Render every line below as a JSON list of strings, one string per line, omitting blank lines and leaving the pictures out.

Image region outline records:
####
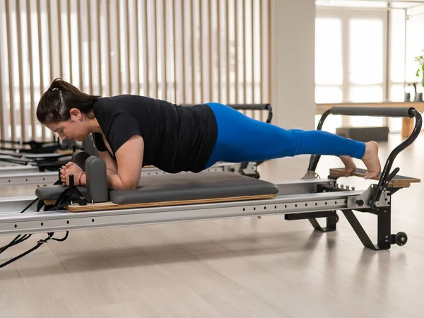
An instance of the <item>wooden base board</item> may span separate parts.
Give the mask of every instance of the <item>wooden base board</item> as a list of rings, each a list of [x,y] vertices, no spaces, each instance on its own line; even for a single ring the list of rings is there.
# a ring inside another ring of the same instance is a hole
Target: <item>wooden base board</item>
[[[343,168],[332,168],[330,169],[330,175],[335,177],[345,177],[343,173]],[[357,169],[356,171],[351,174],[351,176],[361,177],[364,177],[365,170]],[[379,176],[372,178],[373,180],[379,180]],[[419,183],[421,180],[420,179],[411,178],[410,177],[404,177],[401,175],[396,175],[389,182],[388,186],[392,188],[406,188],[411,186],[411,183]]]
[[[97,203],[94,204],[88,204],[86,206],[73,204],[73,206],[66,206],[66,208],[69,212],[89,212],[105,210],[117,210],[122,208],[153,208],[158,206],[169,206],[185,204],[199,204],[207,203],[229,202],[235,201],[259,200],[264,199],[273,199],[276,196],[276,194],[264,194],[257,196],[231,196],[228,198],[213,198],[199,200],[167,201],[162,202],[149,202],[143,204],[116,204],[112,203],[111,201],[108,201]]]

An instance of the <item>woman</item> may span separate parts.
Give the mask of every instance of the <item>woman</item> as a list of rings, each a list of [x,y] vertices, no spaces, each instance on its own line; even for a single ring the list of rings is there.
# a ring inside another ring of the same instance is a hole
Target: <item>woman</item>
[[[262,161],[300,154],[333,155],[346,175],[367,167],[365,178],[381,170],[378,146],[322,131],[286,130],[251,119],[218,103],[180,107],[147,97],[100,98],[85,94],[57,78],[42,95],[37,118],[62,139],[82,141],[89,134],[107,169],[109,189],[136,189],[141,168],[199,172],[218,161]],[[86,184],[81,168],[69,163],[61,171],[64,184],[73,175]]]

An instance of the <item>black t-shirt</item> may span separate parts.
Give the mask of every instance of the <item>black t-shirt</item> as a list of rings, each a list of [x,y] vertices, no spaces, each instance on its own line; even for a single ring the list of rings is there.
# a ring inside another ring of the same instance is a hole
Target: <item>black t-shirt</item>
[[[170,173],[201,171],[218,136],[215,115],[206,105],[184,107],[122,95],[102,98],[93,109],[113,159],[128,139],[140,135],[144,140],[143,166],[152,165]],[[107,151],[100,134],[94,133],[93,139],[99,151]]]

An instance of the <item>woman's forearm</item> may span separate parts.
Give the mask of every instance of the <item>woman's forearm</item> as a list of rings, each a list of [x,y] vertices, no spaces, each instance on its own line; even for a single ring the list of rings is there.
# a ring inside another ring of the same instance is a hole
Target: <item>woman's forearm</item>
[[[119,175],[113,170],[106,170],[106,177],[107,179],[107,188],[114,190],[128,190],[135,189],[134,186],[124,184]],[[81,185],[87,185],[87,176],[86,173],[81,175],[80,182]]]

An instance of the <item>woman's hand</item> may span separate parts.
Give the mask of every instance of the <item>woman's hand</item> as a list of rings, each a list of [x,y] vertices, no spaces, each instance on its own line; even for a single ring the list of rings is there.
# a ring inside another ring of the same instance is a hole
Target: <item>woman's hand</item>
[[[78,180],[83,173],[83,170],[76,163],[69,161],[65,165],[62,165],[60,170],[60,179],[64,186],[69,186],[69,176],[73,175],[73,182],[78,185]]]

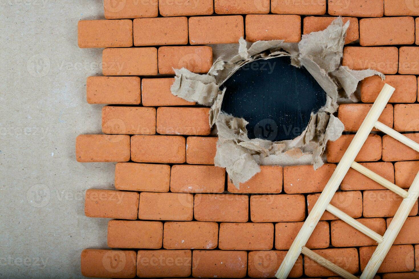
####
> **Right answer**:
[
  "An instance of the <item>wooden base board</item> may span separate parts.",
  "Give the mask of every instance of the <item>wooden base board</item> as a list of rings, each a list of [x,y] vertices, no spaces, each instance on its own line; even for a single ring the list of rings is there.",
  "# a ring inside another ring of the same instance is a hole",
  "Target: <item>wooden base board</item>",
  "[[[343,168],[332,168],[330,169],[330,175],[335,177],[345,177],[343,173]],[[357,169],[356,171],[351,174],[351,176],[361,177],[364,177],[365,170]],[[379,176],[372,178],[373,180],[379,180]],[[419,183],[421,180],[420,179],[411,178],[410,177],[404,177],[401,175],[396,175],[389,182],[388,186],[392,188],[406,188],[411,186],[411,183]]]",
  "[[[97,203],[94,204],[88,204],[86,206],[73,204],[73,206],[66,206],[66,208],[69,212],[89,212],[105,210],[117,210],[122,208],[153,208],[158,206],[169,206],[185,204],[199,204],[207,203],[229,202],[235,201],[259,200],[264,199],[273,199],[276,196],[276,194],[264,194],[257,196],[231,196],[228,198],[213,198],[199,200],[167,201],[162,202],[149,202],[143,204],[116,204],[112,203],[111,201],[108,201]]]",
  "An instance of the <item>woman</item> may span separate parts.",
  "Give the mask of every instance of the <item>woman</item> as a list of rings, each a list of [x,y] vertices, no spaces, each instance on its own line; even for a single ring the list of rings is there.",
  "# a ring inside another ring of the same instance is a hole",
  "Target: <item>woman</item>",
  "[[[262,161],[300,154],[333,155],[346,175],[367,167],[365,178],[381,170],[378,146],[322,131],[286,130],[251,119],[218,103],[180,107],[147,97],[100,98],[85,94],[57,78],[42,95],[37,118],[62,139],[82,141],[89,134],[107,169],[109,189],[136,189],[141,168],[199,172],[218,161]],[[86,184],[81,168],[69,163],[61,171],[64,184],[73,175]]]",
  "An instance of the <item>black t-shirt</item> may span separate parts.",
  "Give the mask of every instance of the <item>black t-shirt</item> as a list of rings, each a list of [x,y] vertices, no spaces, each instance on its own line; even for a single ring the list of rings is there.",
  "# a ring inside another ring of the same instance is a hole",
  "Target: <item>black t-shirt</item>",
  "[[[170,173],[201,171],[218,136],[215,115],[206,105],[184,107],[122,95],[102,98],[93,109],[113,159],[128,139],[140,135],[144,140],[143,166],[152,165]],[[107,151],[100,134],[94,133],[93,139],[99,151]]]",
  "An instance of the <item>woman's forearm</item> may span separate parts.",
  "Give the mask of every instance of the <item>woman's forearm</item> as a list of rings, each a list of [x,y] vertices, no spaces, each instance on its own line; even for a single ring the list of rings is there.",
  "# a ring inside another ring of the same instance is a hole",
  "Target: <item>woman's forearm</item>",
  "[[[119,175],[113,170],[106,170],[106,177],[107,179],[107,188],[114,190],[128,190],[135,189],[134,186],[124,184]],[[81,185],[87,185],[87,176],[86,173],[81,175],[80,182]]]",
  "An instance of the <item>woman's hand</item> may span separate parts.",
  "Give the mask of every instance of the <item>woman's hand</item> as a list of rings, each a list of [x,y] vertices, no spaces, each instance on its own line; even for a single ring the list of rings is there.",
  "# a ring inside another ring of the same instance is a hole",
  "Target: <item>woman's hand</item>",
  "[[[78,180],[83,173],[83,170],[76,163],[69,161],[65,165],[62,165],[60,170],[60,179],[64,186],[69,186],[69,176],[73,175],[73,182],[78,185]]]"
]